# INPUT DATA start

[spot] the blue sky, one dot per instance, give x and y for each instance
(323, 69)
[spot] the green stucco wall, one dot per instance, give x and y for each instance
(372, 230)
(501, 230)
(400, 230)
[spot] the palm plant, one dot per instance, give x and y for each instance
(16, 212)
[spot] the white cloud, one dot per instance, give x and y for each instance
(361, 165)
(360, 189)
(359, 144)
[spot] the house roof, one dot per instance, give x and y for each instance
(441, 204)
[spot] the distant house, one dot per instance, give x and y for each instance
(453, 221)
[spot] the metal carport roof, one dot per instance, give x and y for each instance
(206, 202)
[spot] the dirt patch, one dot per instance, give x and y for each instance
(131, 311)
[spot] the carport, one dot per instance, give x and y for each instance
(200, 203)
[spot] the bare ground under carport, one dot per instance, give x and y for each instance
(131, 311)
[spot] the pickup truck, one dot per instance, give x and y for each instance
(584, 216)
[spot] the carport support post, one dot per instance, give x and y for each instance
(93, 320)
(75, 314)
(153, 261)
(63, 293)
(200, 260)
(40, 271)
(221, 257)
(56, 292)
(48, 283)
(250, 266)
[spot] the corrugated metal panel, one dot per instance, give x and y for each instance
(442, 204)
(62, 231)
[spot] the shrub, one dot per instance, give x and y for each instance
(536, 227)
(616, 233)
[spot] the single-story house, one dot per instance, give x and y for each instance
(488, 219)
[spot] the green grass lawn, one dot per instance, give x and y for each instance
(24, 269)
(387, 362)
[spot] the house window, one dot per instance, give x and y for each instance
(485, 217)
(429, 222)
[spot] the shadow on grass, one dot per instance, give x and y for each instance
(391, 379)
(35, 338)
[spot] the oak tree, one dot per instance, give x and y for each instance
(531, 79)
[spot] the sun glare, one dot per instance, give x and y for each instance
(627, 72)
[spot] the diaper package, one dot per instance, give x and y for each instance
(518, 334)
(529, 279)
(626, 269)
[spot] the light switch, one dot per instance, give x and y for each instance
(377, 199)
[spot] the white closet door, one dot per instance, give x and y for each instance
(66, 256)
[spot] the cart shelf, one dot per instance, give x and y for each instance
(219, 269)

# INPUT DATA end

* _WORK TO COMPLETE_
Recast the stretch of records from the line containing "[spot] the sun" through the end of the records as a two-column CSV with the headers label_text and points. Give one row for each record, with its text and its answer each in a single quoted field and any line breaks replaced by spaces.

* _RESULT BELOW_
label_text,points
"[spot] the sun glare, one dot per instance, give x and y for each instance","(627, 72)"
"[spot] the diaper package, one dot per instance, give x and y for each instance","(518, 334) (529, 279) (626, 269)"
"[spot] the light switch, one dot per instance, give x and y for each instance","(377, 199)"
"[spot] the white closet door, one dot per instance, give x and y for each instance","(66, 256)"
"[spot] the cart shelf, one dot per instance, give x and y for each instance","(219, 269)"